◆ TASK PROMPT ◆
Count the lines in the rows below that contain the string "blue". Reply with the number alone.

Rows excerpted from a collection:
________________

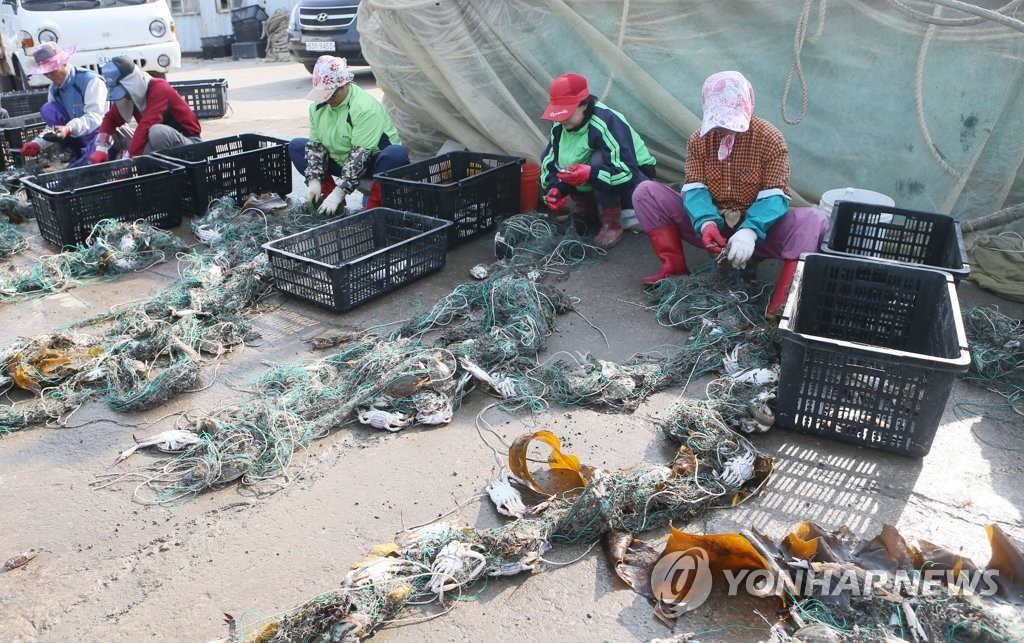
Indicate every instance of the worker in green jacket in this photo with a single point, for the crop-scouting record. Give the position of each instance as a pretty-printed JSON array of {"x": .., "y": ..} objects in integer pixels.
[
  {"x": 351, "y": 136},
  {"x": 593, "y": 156}
]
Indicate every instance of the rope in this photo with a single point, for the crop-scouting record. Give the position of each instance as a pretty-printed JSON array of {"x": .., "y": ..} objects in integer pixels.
[
  {"x": 619, "y": 45},
  {"x": 797, "y": 68},
  {"x": 994, "y": 15},
  {"x": 919, "y": 100}
]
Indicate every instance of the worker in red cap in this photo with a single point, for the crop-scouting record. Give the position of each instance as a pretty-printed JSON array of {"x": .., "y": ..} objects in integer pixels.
[
  {"x": 593, "y": 157},
  {"x": 735, "y": 201}
]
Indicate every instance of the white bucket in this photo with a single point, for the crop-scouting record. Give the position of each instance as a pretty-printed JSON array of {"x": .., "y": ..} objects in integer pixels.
[
  {"x": 830, "y": 198},
  {"x": 834, "y": 197}
]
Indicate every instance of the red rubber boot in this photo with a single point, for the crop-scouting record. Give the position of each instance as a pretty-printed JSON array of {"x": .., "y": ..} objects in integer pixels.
[
  {"x": 611, "y": 228},
  {"x": 669, "y": 248},
  {"x": 374, "y": 198},
  {"x": 777, "y": 302}
]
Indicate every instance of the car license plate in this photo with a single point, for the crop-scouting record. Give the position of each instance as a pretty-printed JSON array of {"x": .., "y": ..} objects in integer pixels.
[{"x": 320, "y": 45}]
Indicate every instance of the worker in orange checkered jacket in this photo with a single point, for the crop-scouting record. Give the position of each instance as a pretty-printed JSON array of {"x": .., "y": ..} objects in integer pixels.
[{"x": 735, "y": 200}]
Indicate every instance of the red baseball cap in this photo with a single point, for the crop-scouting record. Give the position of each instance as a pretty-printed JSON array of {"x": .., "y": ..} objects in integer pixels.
[{"x": 566, "y": 92}]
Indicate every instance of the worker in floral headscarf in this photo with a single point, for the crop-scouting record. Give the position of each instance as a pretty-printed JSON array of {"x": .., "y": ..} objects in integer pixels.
[
  {"x": 74, "y": 106},
  {"x": 735, "y": 200},
  {"x": 351, "y": 136}
]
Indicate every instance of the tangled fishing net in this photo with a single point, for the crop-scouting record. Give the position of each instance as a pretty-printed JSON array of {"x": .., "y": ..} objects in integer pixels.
[
  {"x": 996, "y": 353},
  {"x": 440, "y": 561},
  {"x": 153, "y": 350},
  {"x": 11, "y": 241},
  {"x": 113, "y": 248}
]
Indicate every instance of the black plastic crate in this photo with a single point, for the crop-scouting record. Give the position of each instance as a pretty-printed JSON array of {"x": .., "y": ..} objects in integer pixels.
[
  {"x": 235, "y": 166},
  {"x": 870, "y": 350},
  {"x": 24, "y": 102},
  {"x": 357, "y": 258},
  {"x": 70, "y": 203},
  {"x": 896, "y": 234},
  {"x": 16, "y": 131},
  {"x": 251, "y": 12},
  {"x": 216, "y": 46},
  {"x": 245, "y": 50},
  {"x": 208, "y": 98},
  {"x": 473, "y": 190},
  {"x": 248, "y": 31}
]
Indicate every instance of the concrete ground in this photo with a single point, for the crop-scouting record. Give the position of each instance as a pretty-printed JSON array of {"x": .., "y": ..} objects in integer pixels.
[{"x": 115, "y": 569}]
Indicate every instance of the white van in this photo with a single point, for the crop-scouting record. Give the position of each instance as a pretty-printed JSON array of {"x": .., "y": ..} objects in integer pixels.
[{"x": 141, "y": 30}]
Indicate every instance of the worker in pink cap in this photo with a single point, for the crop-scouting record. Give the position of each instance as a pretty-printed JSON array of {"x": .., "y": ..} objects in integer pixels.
[
  {"x": 593, "y": 156},
  {"x": 351, "y": 136},
  {"x": 735, "y": 200},
  {"x": 75, "y": 108}
]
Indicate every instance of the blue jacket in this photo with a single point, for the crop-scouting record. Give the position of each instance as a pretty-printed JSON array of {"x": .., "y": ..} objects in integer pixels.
[{"x": 71, "y": 95}]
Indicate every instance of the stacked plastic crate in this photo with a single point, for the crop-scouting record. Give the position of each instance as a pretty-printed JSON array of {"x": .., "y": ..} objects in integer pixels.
[
  {"x": 247, "y": 24},
  {"x": 22, "y": 124},
  {"x": 872, "y": 337}
]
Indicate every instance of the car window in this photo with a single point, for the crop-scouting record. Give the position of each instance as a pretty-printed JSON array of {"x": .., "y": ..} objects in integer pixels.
[{"x": 65, "y": 5}]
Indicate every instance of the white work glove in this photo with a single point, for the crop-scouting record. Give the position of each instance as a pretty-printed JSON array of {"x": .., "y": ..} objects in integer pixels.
[
  {"x": 740, "y": 247},
  {"x": 313, "y": 188},
  {"x": 332, "y": 202}
]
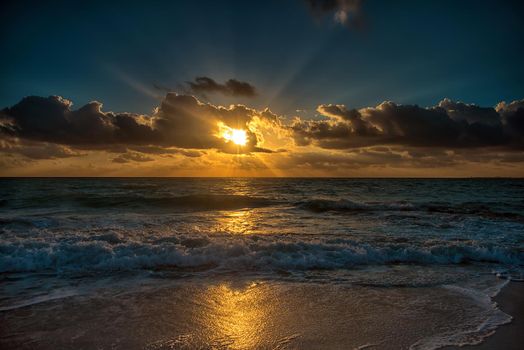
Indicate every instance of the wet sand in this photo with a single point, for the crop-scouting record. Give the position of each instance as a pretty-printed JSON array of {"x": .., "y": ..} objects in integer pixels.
[
  {"x": 510, "y": 336},
  {"x": 247, "y": 315}
]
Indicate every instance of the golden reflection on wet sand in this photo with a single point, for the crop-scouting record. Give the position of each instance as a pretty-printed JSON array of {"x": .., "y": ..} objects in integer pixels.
[{"x": 238, "y": 316}]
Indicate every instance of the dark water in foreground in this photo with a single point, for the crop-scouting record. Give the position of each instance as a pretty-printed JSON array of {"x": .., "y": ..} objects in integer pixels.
[{"x": 291, "y": 259}]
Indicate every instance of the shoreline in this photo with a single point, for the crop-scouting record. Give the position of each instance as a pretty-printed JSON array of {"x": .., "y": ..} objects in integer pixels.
[{"x": 509, "y": 336}]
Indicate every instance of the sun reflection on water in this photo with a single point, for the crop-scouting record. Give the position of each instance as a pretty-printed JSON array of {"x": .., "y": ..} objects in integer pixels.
[
  {"x": 238, "y": 316},
  {"x": 238, "y": 222}
]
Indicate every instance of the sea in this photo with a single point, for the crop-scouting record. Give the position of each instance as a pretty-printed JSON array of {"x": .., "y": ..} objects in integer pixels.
[{"x": 256, "y": 263}]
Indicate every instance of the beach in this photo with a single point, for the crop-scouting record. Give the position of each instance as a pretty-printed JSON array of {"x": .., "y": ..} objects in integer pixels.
[
  {"x": 260, "y": 263},
  {"x": 509, "y": 336}
]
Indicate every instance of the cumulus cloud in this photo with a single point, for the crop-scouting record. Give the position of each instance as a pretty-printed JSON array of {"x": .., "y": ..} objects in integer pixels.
[
  {"x": 448, "y": 125},
  {"x": 181, "y": 121},
  {"x": 232, "y": 87}
]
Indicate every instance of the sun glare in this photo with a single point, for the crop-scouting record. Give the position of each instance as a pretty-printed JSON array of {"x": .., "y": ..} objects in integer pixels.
[{"x": 237, "y": 136}]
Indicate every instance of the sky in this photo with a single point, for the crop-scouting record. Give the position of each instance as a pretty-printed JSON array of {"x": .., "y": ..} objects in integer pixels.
[{"x": 315, "y": 88}]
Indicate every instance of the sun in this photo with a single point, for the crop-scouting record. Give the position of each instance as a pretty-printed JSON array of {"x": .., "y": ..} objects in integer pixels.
[{"x": 237, "y": 136}]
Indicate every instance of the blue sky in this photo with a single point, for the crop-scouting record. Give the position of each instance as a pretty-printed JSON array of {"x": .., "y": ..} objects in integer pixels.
[{"x": 415, "y": 52}]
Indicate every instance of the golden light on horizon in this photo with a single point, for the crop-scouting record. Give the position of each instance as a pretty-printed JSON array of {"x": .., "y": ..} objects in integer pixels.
[{"x": 237, "y": 136}]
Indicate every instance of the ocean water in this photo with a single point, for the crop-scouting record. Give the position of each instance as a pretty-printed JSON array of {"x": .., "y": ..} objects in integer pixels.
[{"x": 256, "y": 263}]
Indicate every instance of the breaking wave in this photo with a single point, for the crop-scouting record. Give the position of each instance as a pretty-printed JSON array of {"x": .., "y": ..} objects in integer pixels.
[{"x": 110, "y": 252}]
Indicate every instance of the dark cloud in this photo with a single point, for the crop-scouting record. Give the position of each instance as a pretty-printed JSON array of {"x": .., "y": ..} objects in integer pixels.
[
  {"x": 132, "y": 157},
  {"x": 232, "y": 87},
  {"x": 447, "y": 125},
  {"x": 346, "y": 12},
  {"x": 37, "y": 150},
  {"x": 181, "y": 121}
]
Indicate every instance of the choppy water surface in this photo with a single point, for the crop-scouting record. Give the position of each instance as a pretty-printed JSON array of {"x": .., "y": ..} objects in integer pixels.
[{"x": 79, "y": 239}]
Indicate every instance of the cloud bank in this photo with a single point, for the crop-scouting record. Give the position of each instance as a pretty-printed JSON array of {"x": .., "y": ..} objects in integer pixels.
[
  {"x": 232, "y": 87},
  {"x": 181, "y": 121},
  {"x": 450, "y": 125},
  {"x": 185, "y": 131}
]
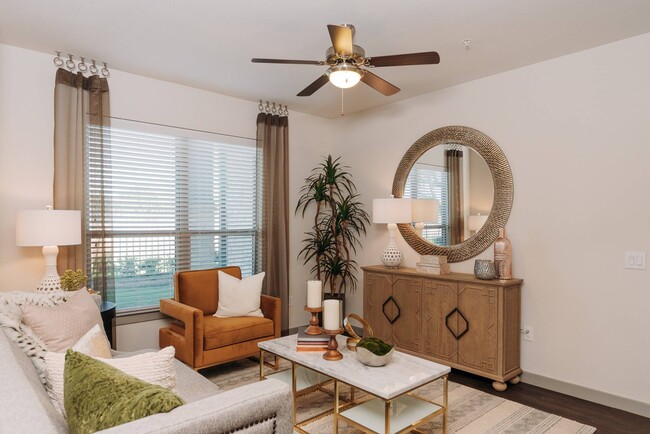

________________

◆ THE ANSWER ◆
2